▸ **TASK GOAL**:
Your answer must be the full set of entries, reproduced exactly.

▸ **PROVIDED MATERIAL**:
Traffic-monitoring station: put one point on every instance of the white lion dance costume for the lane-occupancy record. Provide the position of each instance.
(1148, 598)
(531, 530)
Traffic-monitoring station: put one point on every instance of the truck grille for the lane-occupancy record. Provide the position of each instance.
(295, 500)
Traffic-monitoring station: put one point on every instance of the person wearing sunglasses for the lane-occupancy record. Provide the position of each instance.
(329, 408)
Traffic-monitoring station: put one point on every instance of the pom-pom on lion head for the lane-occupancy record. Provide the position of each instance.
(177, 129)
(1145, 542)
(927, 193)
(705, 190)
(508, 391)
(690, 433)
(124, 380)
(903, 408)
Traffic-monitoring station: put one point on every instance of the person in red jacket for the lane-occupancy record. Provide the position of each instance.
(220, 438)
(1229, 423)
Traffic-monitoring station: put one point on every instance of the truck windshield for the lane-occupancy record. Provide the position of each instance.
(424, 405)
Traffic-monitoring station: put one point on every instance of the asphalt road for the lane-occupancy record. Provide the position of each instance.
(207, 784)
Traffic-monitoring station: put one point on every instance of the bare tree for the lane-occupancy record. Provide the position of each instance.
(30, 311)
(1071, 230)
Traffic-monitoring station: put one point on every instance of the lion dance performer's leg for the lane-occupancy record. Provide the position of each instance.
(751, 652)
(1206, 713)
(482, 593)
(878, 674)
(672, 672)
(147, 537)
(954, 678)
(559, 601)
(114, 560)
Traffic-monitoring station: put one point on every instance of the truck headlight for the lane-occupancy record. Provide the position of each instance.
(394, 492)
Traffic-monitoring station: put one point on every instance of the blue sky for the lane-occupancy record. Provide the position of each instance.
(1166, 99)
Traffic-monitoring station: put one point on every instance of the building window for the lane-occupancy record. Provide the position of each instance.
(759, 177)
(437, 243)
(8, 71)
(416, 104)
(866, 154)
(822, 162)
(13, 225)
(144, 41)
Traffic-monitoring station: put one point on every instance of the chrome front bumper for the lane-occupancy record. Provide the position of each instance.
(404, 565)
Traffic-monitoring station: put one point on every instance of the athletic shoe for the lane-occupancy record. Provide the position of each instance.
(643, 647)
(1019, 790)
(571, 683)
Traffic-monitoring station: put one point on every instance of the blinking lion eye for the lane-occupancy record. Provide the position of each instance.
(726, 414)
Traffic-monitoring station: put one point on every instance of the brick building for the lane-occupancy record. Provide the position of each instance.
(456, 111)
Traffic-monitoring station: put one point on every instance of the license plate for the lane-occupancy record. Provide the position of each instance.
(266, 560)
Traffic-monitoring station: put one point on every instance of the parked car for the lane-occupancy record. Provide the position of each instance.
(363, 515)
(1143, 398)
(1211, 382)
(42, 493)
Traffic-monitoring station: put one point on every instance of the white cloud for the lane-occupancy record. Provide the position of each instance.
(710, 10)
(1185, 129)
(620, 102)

▸ **YOUR SOLUTION**:
Traffic-monitoring station: put one point on every instance of the white lion dance costume for the lane-occupancy record. Provide the position of each instance.
(1148, 598)
(531, 530)
Traffic-monitoring station: put one point on every instance of the truck grille for the lane-occupancy record. Provide the position of each instance.
(295, 500)
Traffic-monitoring station: put one point on every instance of the person wearing sunglasses for the lane-occupancy record. Provide the position of each instance.
(329, 408)
Traffic-monitoring station: put one point on every instance of the pom-pom on lion head for the lane-occupancy record. Provide the position of each instance.
(177, 129)
(1145, 542)
(927, 193)
(705, 190)
(508, 391)
(690, 433)
(124, 380)
(903, 408)
Traffic-monitoring station: put one point on every instance of the person in red jacket for the lane-occupancy record. Provide the position of each instance.
(220, 438)
(1229, 423)
Traffic-monitoring station: put one point on every instance of the truck windshield for the lane-occupancy record. Provide the position of each instance.
(424, 405)
Traffic-monitoring station: put one point on every instance of the asphalt road for the lane-occupancy record. Provide the position of each instance.
(207, 784)
Traffic-monitoring station: put one point on every instance of the bare tree for the lane-occupancy record. Provide the position of each instance.
(30, 311)
(1071, 230)
Traffic-monitoring station: put one point on every instance of the lion dance performer's leg for the lane-occupancy record. Provide the position of each instance.
(751, 652)
(1206, 713)
(482, 593)
(878, 674)
(672, 672)
(147, 537)
(954, 678)
(559, 601)
(114, 560)
Traffic-monitoring station: put one point on every instance of the truck headlight for the lane-occupancy record. Provide the position of each instance.
(394, 492)
Traffic-monitoring station: put one point on every instance of the blue sky for the lane-occupancy record. Provide the position of each instance.
(1166, 99)
Traffic-monitoring station: put one point on every instance of the building window for the lane-occupancy record. Provide the position of each instance.
(759, 177)
(437, 243)
(8, 71)
(416, 104)
(866, 154)
(822, 162)
(13, 225)
(144, 41)
Traffic-monitoring station: put one point on every instance of the chrome front bumper for the lane-occupancy record. Provide the position of each instance.
(404, 565)
Traffic-monitoring station: put one point on every instance of the athletic shoe for the lane-occupancy record. Provide the position of each instance.
(643, 647)
(1019, 790)
(571, 683)
Traffic-monitoring station: put one point on every instance of the blinking lion eye for the lane-occupancy record. Provide the position of each instance.
(726, 414)
Traffic-monitoring station: put one point on every instance of the brick building for the lane-occupancy record. Provide the position of each instance.
(456, 111)
Traffic-monitoring station: put one point on every instance of the license plate for the lane-occupancy record. Provide the position of each instance.
(266, 560)
Traffic-monitoring station: put one point on every instance of the parked car for the lane-occupancy record. Provide the position of each instance.
(363, 515)
(1143, 398)
(1211, 382)
(42, 493)
Traffic-monitoring station: put one point on every instance of the white cloud for the lane-occupancy record. Provide the position of each instance.
(710, 10)
(1185, 129)
(620, 102)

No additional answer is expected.